What is being asked: Return every line of the listing below unchanged, but leave the pictures out.

Data section:
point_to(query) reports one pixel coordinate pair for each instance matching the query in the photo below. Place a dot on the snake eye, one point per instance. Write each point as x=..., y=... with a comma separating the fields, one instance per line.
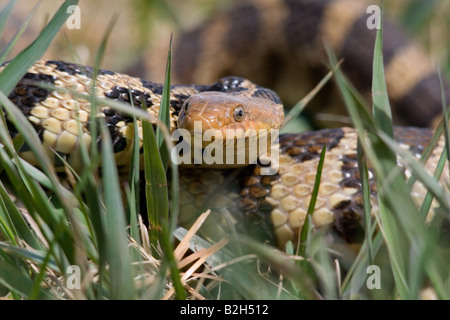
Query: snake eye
x=239, y=113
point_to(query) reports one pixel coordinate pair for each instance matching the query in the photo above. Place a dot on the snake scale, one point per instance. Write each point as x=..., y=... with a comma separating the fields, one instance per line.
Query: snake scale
x=275, y=204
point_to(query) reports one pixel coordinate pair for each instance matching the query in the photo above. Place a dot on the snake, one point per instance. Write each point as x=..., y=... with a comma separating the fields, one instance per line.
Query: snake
x=273, y=206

Correct response:
point_to(query) reports one pixel coordinate pair for each instance matching the query in the photo below. Place a dot on the snake eye, one point per instance. Write each point as x=..., y=... with a comma separating the fields, one instance per line.
Query: snake eye
x=239, y=113
point_to(query) reports one pixel coordinate pair for each instance matching the query in the photo above. Place a dot on the snake scale, one point per instance. Write each point as x=..., y=... with a comma separating the fields, one instance per line.
Query: snake scale
x=275, y=204
point_to(query) reports one pixel coordinate pair for each instance matching the query in the photo above. Place a dot on the snake, one point per instance. Write each point as x=..., y=... with a comma separating the fields, one instance per line.
Query: snake
x=273, y=206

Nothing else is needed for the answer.